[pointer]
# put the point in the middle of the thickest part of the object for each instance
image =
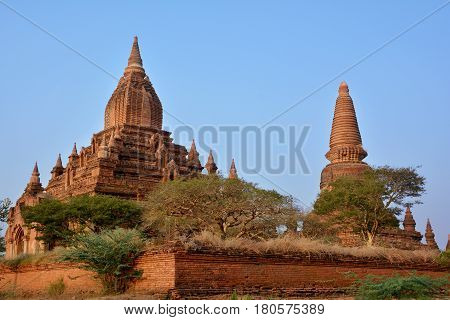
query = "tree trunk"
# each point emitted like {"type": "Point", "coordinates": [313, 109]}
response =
{"type": "Point", "coordinates": [370, 239]}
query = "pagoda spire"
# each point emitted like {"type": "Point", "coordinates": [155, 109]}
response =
{"type": "Point", "coordinates": [409, 224]}
{"type": "Point", "coordinates": [135, 59]}
{"type": "Point", "coordinates": [103, 149]}
{"type": "Point", "coordinates": [429, 236]}
{"type": "Point", "coordinates": [134, 101]}
{"type": "Point", "coordinates": [345, 138]}
{"type": "Point", "coordinates": [34, 186]}
{"type": "Point", "coordinates": [35, 174]}
{"type": "Point", "coordinates": [346, 151]}
{"type": "Point", "coordinates": [112, 141]}
{"type": "Point", "coordinates": [210, 164]}
{"type": "Point", "coordinates": [233, 172]}
{"type": "Point", "coordinates": [74, 150]}
{"type": "Point", "coordinates": [58, 169]}
{"type": "Point", "coordinates": [193, 160]}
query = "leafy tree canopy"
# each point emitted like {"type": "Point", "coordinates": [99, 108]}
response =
{"type": "Point", "coordinates": [59, 221]}
{"type": "Point", "coordinates": [111, 254]}
{"type": "Point", "coordinates": [226, 207]}
{"type": "Point", "coordinates": [4, 208]}
{"type": "Point", "coordinates": [367, 203]}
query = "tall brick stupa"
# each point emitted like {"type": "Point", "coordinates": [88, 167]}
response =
{"type": "Point", "coordinates": [346, 151]}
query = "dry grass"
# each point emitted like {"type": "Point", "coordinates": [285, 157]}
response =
{"type": "Point", "coordinates": [290, 245]}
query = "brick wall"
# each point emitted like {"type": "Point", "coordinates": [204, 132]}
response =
{"type": "Point", "coordinates": [198, 274]}
{"type": "Point", "coordinates": [203, 274]}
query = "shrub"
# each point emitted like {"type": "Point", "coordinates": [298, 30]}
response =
{"type": "Point", "coordinates": [398, 287]}
{"type": "Point", "coordinates": [110, 254]}
{"type": "Point", "coordinates": [56, 288]}
{"type": "Point", "coordinates": [58, 222]}
{"type": "Point", "coordinates": [444, 259]}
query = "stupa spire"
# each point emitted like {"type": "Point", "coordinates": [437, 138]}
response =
{"type": "Point", "coordinates": [58, 163]}
{"type": "Point", "coordinates": [429, 236]}
{"type": "Point", "coordinates": [409, 224]}
{"type": "Point", "coordinates": [35, 174]}
{"type": "Point", "coordinates": [34, 186]}
{"type": "Point", "coordinates": [134, 101]}
{"type": "Point", "coordinates": [345, 139]}
{"type": "Point", "coordinates": [346, 151]}
{"type": "Point", "coordinates": [193, 160]}
{"type": "Point", "coordinates": [58, 169]}
{"type": "Point", "coordinates": [74, 150]}
{"type": "Point", "coordinates": [135, 59]}
{"type": "Point", "coordinates": [233, 172]}
{"type": "Point", "coordinates": [210, 164]}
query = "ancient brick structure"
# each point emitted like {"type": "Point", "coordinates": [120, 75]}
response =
{"type": "Point", "coordinates": [429, 236]}
{"type": "Point", "coordinates": [126, 159]}
{"type": "Point", "coordinates": [19, 239]}
{"type": "Point", "coordinates": [183, 274]}
{"type": "Point", "coordinates": [345, 155]}
{"type": "Point", "coordinates": [346, 152]}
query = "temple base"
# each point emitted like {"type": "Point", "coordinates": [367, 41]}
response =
{"type": "Point", "coordinates": [335, 170]}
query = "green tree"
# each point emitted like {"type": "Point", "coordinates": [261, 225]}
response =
{"type": "Point", "coordinates": [368, 203]}
{"type": "Point", "coordinates": [111, 254]}
{"type": "Point", "coordinates": [57, 222]}
{"type": "Point", "coordinates": [4, 209]}
{"type": "Point", "coordinates": [226, 207]}
{"type": "Point", "coordinates": [411, 287]}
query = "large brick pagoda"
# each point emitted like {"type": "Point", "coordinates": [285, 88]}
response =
{"type": "Point", "coordinates": [346, 152]}
{"type": "Point", "coordinates": [127, 158]}
{"type": "Point", "coordinates": [132, 153]}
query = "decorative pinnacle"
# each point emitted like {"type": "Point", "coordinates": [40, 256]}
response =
{"type": "Point", "coordinates": [343, 88]}
{"type": "Point", "coordinates": [409, 223]}
{"type": "Point", "coordinates": [193, 156]}
{"type": "Point", "coordinates": [35, 175]}
{"type": "Point", "coordinates": [233, 171]}
{"type": "Point", "coordinates": [58, 162]}
{"type": "Point", "coordinates": [74, 150]}
{"type": "Point", "coordinates": [429, 228]}
{"type": "Point", "coordinates": [135, 59]}
{"type": "Point", "coordinates": [35, 169]}
{"type": "Point", "coordinates": [210, 164]}
{"type": "Point", "coordinates": [112, 142]}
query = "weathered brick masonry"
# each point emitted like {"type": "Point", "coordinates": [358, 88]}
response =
{"type": "Point", "coordinates": [201, 274]}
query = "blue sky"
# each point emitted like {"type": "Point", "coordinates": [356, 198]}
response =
{"type": "Point", "coordinates": [234, 63]}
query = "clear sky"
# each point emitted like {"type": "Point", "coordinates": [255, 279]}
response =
{"type": "Point", "coordinates": [234, 63]}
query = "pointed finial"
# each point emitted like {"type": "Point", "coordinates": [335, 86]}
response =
{"type": "Point", "coordinates": [211, 165]}
{"type": "Point", "coordinates": [112, 142]}
{"type": "Point", "coordinates": [74, 150]}
{"type": "Point", "coordinates": [429, 236]}
{"type": "Point", "coordinates": [58, 162]}
{"type": "Point", "coordinates": [103, 149]}
{"type": "Point", "coordinates": [409, 224]}
{"type": "Point", "coordinates": [34, 179]}
{"type": "Point", "coordinates": [117, 133]}
{"type": "Point", "coordinates": [233, 171]}
{"type": "Point", "coordinates": [35, 169]}
{"type": "Point", "coordinates": [343, 88]}
{"type": "Point", "coordinates": [429, 228]}
{"type": "Point", "coordinates": [193, 160]}
{"type": "Point", "coordinates": [135, 59]}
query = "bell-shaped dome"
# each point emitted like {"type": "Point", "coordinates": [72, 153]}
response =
{"type": "Point", "coordinates": [134, 101]}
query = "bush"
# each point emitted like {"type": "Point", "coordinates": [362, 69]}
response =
{"type": "Point", "coordinates": [412, 287]}
{"type": "Point", "coordinates": [110, 254]}
{"type": "Point", "coordinates": [56, 288]}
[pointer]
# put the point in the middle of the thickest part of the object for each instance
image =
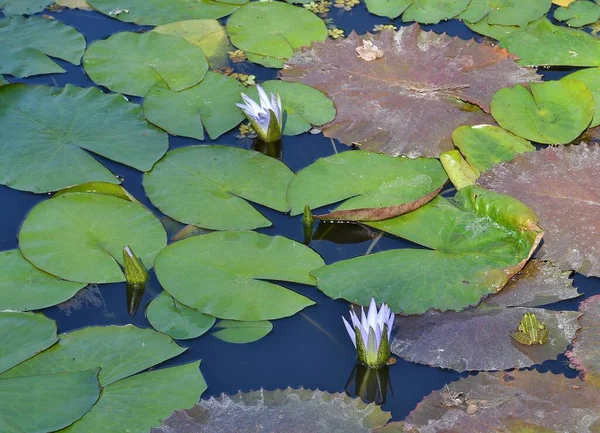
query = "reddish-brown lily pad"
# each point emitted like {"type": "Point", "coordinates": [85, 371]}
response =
{"type": "Point", "coordinates": [561, 186]}
{"type": "Point", "coordinates": [408, 101]}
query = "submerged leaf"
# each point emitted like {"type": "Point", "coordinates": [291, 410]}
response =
{"type": "Point", "coordinates": [409, 101]}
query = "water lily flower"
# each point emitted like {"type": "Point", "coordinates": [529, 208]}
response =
{"type": "Point", "coordinates": [371, 334]}
{"type": "Point", "coordinates": [266, 118]}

★ ★ ★ ★ ★

Work request - In the listing above, how many of the lines include "stupa"? Give only the figure.

Task answer - 2